▸ **YOUR GOAL**
Give every line of the rows below as a JSON list of strings, one string per line, with blank lines dropped and the pictures left out.

▸ **EXERCISE INPUTS**
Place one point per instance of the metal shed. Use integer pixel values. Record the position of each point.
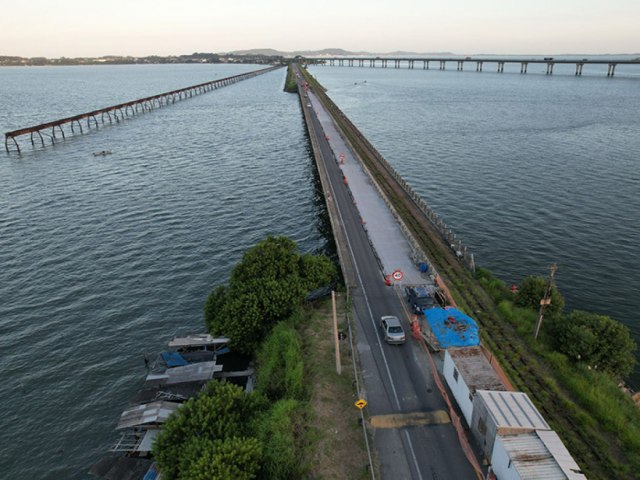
(503, 413)
(467, 370)
(148, 414)
(198, 341)
(532, 456)
(196, 372)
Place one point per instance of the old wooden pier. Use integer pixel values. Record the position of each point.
(118, 112)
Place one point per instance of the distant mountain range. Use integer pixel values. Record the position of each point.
(329, 52)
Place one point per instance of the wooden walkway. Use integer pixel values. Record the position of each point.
(116, 113)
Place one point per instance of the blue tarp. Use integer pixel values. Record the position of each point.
(173, 359)
(452, 328)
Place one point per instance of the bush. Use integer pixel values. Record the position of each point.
(597, 340)
(235, 458)
(266, 286)
(280, 365)
(495, 287)
(221, 411)
(282, 434)
(532, 289)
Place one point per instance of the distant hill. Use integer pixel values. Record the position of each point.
(331, 52)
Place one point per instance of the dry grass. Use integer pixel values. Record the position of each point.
(337, 447)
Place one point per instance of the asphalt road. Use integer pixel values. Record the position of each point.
(397, 379)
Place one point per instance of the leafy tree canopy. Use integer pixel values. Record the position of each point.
(531, 290)
(266, 286)
(221, 411)
(234, 458)
(597, 340)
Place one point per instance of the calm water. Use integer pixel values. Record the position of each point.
(104, 258)
(527, 169)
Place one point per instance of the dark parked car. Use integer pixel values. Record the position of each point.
(420, 298)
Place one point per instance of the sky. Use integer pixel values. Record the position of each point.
(74, 28)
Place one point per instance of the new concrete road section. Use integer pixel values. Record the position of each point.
(413, 437)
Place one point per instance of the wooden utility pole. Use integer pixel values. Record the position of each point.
(335, 333)
(546, 300)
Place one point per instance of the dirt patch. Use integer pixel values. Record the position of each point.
(337, 440)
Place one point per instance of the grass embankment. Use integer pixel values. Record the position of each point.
(337, 442)
(290, 84)
(584, 408)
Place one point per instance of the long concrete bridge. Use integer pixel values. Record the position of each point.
(116, 113)
(474, 63)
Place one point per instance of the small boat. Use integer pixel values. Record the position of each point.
(102, 153)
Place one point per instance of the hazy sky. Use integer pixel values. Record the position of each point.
(144, 27)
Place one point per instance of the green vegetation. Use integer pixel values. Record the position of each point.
(282, 435)
(210, 436)
(532, 289)
(226, 433)
(598, 423)
(290, 84)
(280, 365)
(268, 284)
(597, 341)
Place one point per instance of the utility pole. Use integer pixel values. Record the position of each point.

▸ **EXERCISE ANSWER**
[
  "Place one point per instance of the metal shed. Use integer pixel values. Record the position of each point.",
  "(503, 413)",
  "(467, 370)",
  "(148, 414)",
  "(198, 341)",
  "(532, 456)",
  "(196, 372)",
  "Place one point per instance of the old wooden pier. Use integer pixel values. Record the position of each point.",
  "(118, 112)",
  "Place one point per instance of the distant mountain range. Use integer pixel values. Record the position of each point.",
  "(329, 52)",
  "Place one point per instance of the wooden walkway. Use integer pixel values. Record the position of each point.",
  "(116, 113)",
  "Place one point per instance of the blue tarp. Use integer pixel values. Record the position of each point.",
  "(173, 359)",
  "(452, 328)",
  "Place one point per instance of the bush. Use integer pixel values. Record the position of each point.",
  "(597, 340)",
  "(235, 458)",
  "(266, 286)",
  "(280, 365)",
  "(495, 287)",
  "(221, 411)",
  "(282, 434)",
  "(532, 289)",
  "Place one point per instance of the distant hill. Use integer pixel values. Record the position of each point.",
  "(331, 52)",
  "Place one point per instance of the dry grass. Use integer pixel values. Record the position of each point.",
  "(337, 447)",
  "Place one point per instance of the asphalt road. Use integer pixel values. Record the position of each point.",
  "(397, 379)",
  "Place one point per instance of the leafy tree canopy. Use integer pixel values. Record the position of each point.",
  "(531, 290)",
  "(266, 286)",
  "(221, 411)",
  "(234, 458)",
  "(597, 340)",
  "Place one point per instance of the calm water. Use integer pixel values. Record the position of each point.",
  "(104, 258)",
  "(527, 169)",
  "Place one point per instance of the dark parked car. Use integer pixel values. Record the position of each point.",
  "(420, 298)",
  "Place one point per instance of the sky. Use integer pixel values. Record the position of each point.",
  "(74, 28)",
  "Place one point per instance of the new concrete road section. Use integer pixel values. Record the position of each point.",
  "(413, 437)",
  "Place one point per instance of the wooden utility pole. Use integer pixel values. Record the position of each point.",
  "(335, 333)",
  "(546, 300)",
  "Place one point per instance of the dirt patch. Use integer pixel values. Record the position of each point.",
  "(337, 440)",
  "Place one point per instance of the grass embankment. Use integer pixel values. Record the position of each point.",
  "(337, 442)",
  "(290, 84)",
  "(584, 408)",
  "Place one point per instance of the long concrete bridge. Use integer pixel values. Record the position of each point.",
  "(116, 113)",
  "(474, 63)",
  "Place one point per instance of the small boat. Use integer pixel values. Record the position of each point.",
  "(102, 153)",
  "Place one point per instance of the hazy sky. Use integer pixel values. Record the position of each point.",
  "(144, 27)",
  "Place one point per instance of the green vegetation. Use integer pixel values. Record the position of each point.",
  "(282, 435)",
  "(210, 436)",
  "(532, 289)",
  "(226, 433)",
  "(598, 423)",
  "(290, 84)",
  "(280, 365)",
  "(268, 284)",
  "(597, 341)",
  "Place one point per instance of the utility pole. Use integer pixel values. Record the position of each point."
]